» **REQUIRED TASK**
Copy the records below word for word, leaving out the pictures.

○ ○ ○ ○

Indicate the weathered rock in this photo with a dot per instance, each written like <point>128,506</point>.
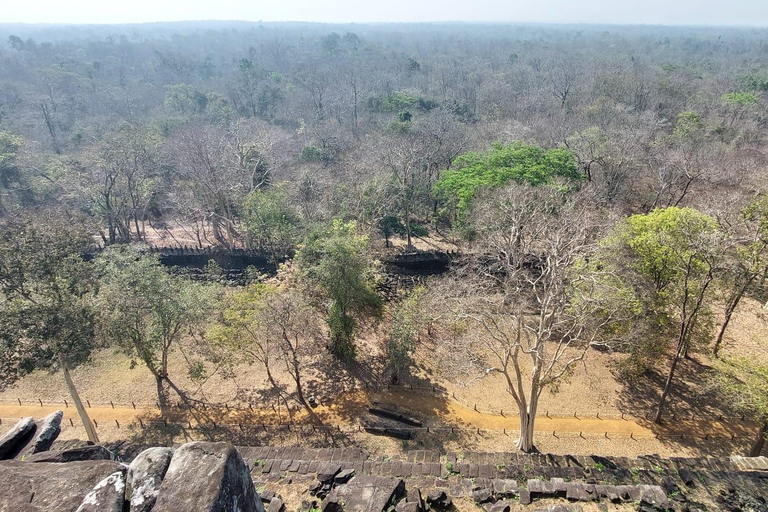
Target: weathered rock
<point>408,506</point>
<point>93,452</point>
<point>505,488</point>
<point>654,495</point>
<point>106,496</point>
<point>686,475</point>
<point>276,505</point>
<point>207,477</point>
<point>145,474</point>
<point>17,438</point>
<point>46,434</point>
<point>439,500</point>
<point>84,486</point>
<point>482,496</point>
<point>499,506</point>
<point>267,496</point>
<point>327,471</point>
<point>343,477</point>
<point>364,494</point>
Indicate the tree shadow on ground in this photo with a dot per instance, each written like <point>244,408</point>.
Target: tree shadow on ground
<point>695,416</point>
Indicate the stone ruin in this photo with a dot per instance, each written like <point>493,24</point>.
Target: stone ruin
<point>38,473</point>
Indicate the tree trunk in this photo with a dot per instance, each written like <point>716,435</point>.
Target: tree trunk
<point>525,442</point>
<point>161,398</point>
<point>89,429</point>
<point>668,383</point>
<point>408,223</point>
<point>728,314</point>
<point>757,447</point>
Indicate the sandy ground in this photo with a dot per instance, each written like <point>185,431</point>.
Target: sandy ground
<point>585,416</point>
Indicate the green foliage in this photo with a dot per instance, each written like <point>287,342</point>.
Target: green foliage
<point>755,82</point>
<point>408,320</point>
<point>739,99</point>
<point>314,153</point>
<point>46,286</point>
<point>663,244</point>
<point>517,162</point>
<point>335,262</point>
<point>271,221</point>
<point>400,101</point>
<point>146,310</point>
<point>689,125</point>
<point>185,99</point>
<point>744,381</point>
<point>661,263</point>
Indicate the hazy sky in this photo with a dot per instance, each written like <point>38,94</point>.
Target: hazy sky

○ ○ ○ ○

» **RESPONSE TO THIS EXERCISE**
Indicate the weathered rock in this photo with a dot per instance, each written like <point>128,506</point>.
Target: weathered rock
<point>408,506</point>
<point>93,452</point>
<point>505,488</point>
<point>654,495</point>
<point>106,496</point>
<point>686,475</point>
<point>276,505</point>
<point>207,477</point>
<point>145,474</point>
<point>17,438</point>
<point>46,434</point>
<point>439,500</point>
<point>84,486</point>
<point>482,496</point>
<point>499,506</point>
<point>267,496</point>
<point>327,471</point>
<point>343,477</point>
<point>364,494</point>
Indicate the tree shadow on ground in this photo with a dot per instance, each written like <point>244,408</point>.
Target: tree shadow on ground
<point>695,416</point>
Indicate the stone ruin in this photo with a dot per instance, each written like <point>493,24</point>.
Target: stone ruin
<point>38,473</point>
Indicate the tree trunk in this photo with a dot per instance, each written like <point>716,435</point>.
Target: tree trunk
<point>525,442</point>
<point>161,398</point>
<point>89,429</point>
<point>668,383</point>
<point>408,223</point>
<point>728,314</point>
<point>757,447</point>
Indicate the sandy ground in this photo with a dot per instance, each written like <point>185,431</point>.
Target: sandy ground
<point>585,416</point>
Indicate the green foliage in this photo with a dot per instance, each written like <point>287,342</point>.
Target: green foliage
<point>755,82</point>
<point>408,320</point>
<point>739,99</point>
<point>314,153</point>
<point>46,286</point>
<point>663,244</point>
<point>517,162</point>
<point>335,262</point>
<point>271,221</point>
<point>400,101</point>
<point>146,310</point>
<point>689,125</point>
<point>185,99</point>
<point>744,381</point>
<point>661,263</point>
Indicate the hazy sky in this photo with a dot per instance, each written like <point>38,94</point>.
Target: hazy sky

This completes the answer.